= FRAGMENTO DEL DOCUMENTO =

┏━━

5. Jesús, que va hacia los discípulos caminando sobre las aguas, ofrece otra “señal” de su presencia, y asegura una vigilancia constante sobre sus discípulos y su Iglesia. “Soy yo, no temáis”, dice Jesús a los Apóstoles que lo habían tomado por un fantasma (cf. Mc6, 49-50; cf. Mt 14, 26-27; Jn 6, 16-21). Marcos hace notar el estupor de los Apóstoles “pues no se habían dado cuenta de lo de los panes: su corazón estaba embotado” (Mc 6, 52). Mateo presenta la pregunta de Pedro que quería bajar de la barca para ir al encuentro de Jesús, y nos hace ver su miedo y su invocación de auxilio, cuando ve que se hunde: Jesús lo salva, pero lo amonesta dulcemente: “Hombre de poca fe, ¿por qué has dudado?” (Mt 14, 31). Añade también que los que estaban en la barca “se postraron ante Él, diciendo: Verdaderamente, tú eres Hijo de Dios” (Mt 14, 33).

6. Las pescas milagrosas son para los Apóstoles y para la Iglesia las “señales” de la fecundidad de su misión, si se mantienen profundamente unidas al poder salvífico de Cristo (cf. Lc 5, 4-10; Jn 21, 3-6). Efectivamente, Lucas inserta en la narración el hecho de Simón Pedro que se arroja a los pies de Jesús exclamando: “Señor, apártate de mí, que soy hombre pecador” (Lc 5, 8), y la respuesta de Jesús es: “No temas, en adelante vas a ser pescador de hombres” (Lc 5, 10). Juan, a su vez, tras la narración de la pesca después de la resurrección, coloca el mandato de Cristo a Pedro: “Apacienta mis corderos, apacienta mis ovejas" (cf. Jn 21, 15-17). Es un acercamiento significativo.

7. Se puede, pues, decir que los milagros de Cristo, manifestación de la omnipotencia divina respecto de la creación, que se revela en su poder mesiánico sobre hombres y cosas, son, al mismo tiempo, las “señales” mediante las cuales se revela la obra divina de la salvación, la economía salvífica que con Cristo se introduce y se realiza de manera definitiva en la historia del hombre y se inscribe así en este mundo visible, que es también obra divina. La gente —como los Apóstoles en el lago—, viendo los milagros de Cristo, se pregunta: “¿Quién será éste, que hasta el viento y el mar le obedecen?” (Mc 4, 41), mediante estas “señales”, queda preparada para acoger la salvación que Dios ofrece al hombre en su Hijo.

┗━━

= ENCARGO =
Continúa el texto sobre los milagros de Cristo como señales a partir de su última oración.

= DATOS REGISTRADOS =
┏━━

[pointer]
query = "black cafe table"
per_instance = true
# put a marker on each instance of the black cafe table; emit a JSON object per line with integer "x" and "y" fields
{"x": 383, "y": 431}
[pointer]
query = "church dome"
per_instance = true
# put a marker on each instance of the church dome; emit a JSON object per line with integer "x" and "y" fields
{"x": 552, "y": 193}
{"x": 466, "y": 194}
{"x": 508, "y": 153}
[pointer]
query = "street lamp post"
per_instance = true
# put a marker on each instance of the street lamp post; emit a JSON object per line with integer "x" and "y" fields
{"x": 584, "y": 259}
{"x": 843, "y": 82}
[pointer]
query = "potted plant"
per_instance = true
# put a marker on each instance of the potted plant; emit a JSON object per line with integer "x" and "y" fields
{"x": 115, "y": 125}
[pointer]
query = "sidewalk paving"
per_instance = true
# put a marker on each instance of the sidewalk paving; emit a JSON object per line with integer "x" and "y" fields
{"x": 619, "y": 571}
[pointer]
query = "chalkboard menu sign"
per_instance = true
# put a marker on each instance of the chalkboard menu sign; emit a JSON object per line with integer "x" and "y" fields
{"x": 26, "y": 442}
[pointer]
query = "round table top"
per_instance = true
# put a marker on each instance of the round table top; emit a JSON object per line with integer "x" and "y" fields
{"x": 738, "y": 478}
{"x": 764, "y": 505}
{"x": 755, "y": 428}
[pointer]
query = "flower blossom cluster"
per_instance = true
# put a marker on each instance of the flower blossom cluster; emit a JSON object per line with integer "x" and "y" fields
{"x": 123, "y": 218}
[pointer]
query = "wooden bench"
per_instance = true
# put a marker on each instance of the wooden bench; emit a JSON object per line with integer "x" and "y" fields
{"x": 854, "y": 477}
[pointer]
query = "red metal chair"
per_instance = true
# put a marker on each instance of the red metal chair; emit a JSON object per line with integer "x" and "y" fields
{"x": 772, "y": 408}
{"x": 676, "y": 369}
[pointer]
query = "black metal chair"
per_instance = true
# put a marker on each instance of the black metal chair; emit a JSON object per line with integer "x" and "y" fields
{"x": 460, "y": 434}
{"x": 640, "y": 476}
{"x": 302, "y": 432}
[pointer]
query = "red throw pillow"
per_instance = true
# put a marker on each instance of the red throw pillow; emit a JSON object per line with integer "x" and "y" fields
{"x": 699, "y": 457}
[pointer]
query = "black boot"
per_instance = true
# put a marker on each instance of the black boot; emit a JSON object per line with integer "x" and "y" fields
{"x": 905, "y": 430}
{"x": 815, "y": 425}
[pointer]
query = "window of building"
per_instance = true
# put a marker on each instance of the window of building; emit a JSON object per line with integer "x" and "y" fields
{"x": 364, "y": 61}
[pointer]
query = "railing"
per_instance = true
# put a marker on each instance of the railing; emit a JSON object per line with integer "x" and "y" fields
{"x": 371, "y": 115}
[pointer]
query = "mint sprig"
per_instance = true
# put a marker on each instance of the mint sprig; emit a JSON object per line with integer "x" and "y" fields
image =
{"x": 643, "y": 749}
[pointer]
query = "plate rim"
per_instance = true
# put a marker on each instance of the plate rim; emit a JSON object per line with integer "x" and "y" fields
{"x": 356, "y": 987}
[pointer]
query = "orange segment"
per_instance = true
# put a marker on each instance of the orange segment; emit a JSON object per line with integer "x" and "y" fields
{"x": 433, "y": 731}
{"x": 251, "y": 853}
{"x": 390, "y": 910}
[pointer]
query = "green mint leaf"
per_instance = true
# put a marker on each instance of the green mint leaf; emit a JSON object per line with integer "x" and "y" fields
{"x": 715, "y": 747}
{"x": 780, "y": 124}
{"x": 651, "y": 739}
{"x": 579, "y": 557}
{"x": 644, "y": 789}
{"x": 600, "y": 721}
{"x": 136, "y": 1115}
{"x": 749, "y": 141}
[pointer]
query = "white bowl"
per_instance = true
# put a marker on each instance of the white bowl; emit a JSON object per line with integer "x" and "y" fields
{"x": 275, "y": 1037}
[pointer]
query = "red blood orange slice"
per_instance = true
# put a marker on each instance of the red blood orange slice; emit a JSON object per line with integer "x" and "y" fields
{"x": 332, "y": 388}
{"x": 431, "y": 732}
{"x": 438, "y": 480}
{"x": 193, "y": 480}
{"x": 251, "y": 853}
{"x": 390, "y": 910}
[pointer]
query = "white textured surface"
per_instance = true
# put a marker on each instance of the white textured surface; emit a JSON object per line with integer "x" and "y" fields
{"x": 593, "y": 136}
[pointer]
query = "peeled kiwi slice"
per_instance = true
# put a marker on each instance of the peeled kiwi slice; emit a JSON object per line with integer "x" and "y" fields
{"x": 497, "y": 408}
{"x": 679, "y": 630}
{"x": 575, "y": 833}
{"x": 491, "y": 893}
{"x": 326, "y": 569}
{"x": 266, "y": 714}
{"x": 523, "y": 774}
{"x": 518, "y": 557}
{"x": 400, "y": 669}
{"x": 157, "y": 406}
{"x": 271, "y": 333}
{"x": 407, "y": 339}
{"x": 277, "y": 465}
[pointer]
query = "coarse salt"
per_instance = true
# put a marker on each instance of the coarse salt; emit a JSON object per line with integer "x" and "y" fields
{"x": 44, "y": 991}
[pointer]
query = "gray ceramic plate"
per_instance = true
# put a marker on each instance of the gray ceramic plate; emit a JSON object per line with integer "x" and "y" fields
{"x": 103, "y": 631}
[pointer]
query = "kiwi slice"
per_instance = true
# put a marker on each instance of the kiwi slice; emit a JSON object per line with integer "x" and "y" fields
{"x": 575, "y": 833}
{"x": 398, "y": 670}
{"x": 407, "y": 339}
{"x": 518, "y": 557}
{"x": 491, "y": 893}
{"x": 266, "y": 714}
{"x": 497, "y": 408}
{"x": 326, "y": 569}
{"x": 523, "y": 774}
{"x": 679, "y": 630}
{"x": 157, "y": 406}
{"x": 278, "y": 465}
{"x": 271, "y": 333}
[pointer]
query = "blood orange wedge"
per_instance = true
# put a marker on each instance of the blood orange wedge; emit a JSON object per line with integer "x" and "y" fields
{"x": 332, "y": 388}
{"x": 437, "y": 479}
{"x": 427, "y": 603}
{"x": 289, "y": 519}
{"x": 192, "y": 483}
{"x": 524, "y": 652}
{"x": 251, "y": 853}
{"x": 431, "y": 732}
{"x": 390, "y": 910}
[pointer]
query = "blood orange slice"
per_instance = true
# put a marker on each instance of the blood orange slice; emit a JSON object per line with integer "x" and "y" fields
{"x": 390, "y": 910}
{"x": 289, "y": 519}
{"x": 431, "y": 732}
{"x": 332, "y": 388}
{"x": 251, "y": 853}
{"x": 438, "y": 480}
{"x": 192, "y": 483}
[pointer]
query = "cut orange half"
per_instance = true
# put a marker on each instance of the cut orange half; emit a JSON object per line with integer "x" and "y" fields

┗━━

= RESPUESTA A CONTINUACIÓN =
Este es el fin esencial de todos los milagros y señales realizados por Cristo a los ojos de sus contemporáneos, y de todos los milagros que a lo largo de la historia serán realizados por sus Apóstoles y discípulos con referencia al poder salvífico de su nombre: “En nombre de Jesús Nazareno, anda” (Act 3, 6).


Saludos

Amadísimos hermanos y hermanas:

Quiero ahora presentar mi más cordial saludo a todos los peregrinos y visitantes procedentes de España y de los diversos países de América Latina.

En particular saludo al grupo de Religiosos Capuchinos que están haciendo en Roma un curso de renovación; asimismo a las Religiosas de la Inmaculada. A todos aliento a una ilusionada entrega a Dios y a la Iglesia respondiendo generosamente a las exigencias de su vocación.

Saludo igualmente a los feligreses de la parroquia de la Inmaculada del Cuzco (Perú) y al grupo de jóvenes guatemaltecos.

A todos bendigo de corazón.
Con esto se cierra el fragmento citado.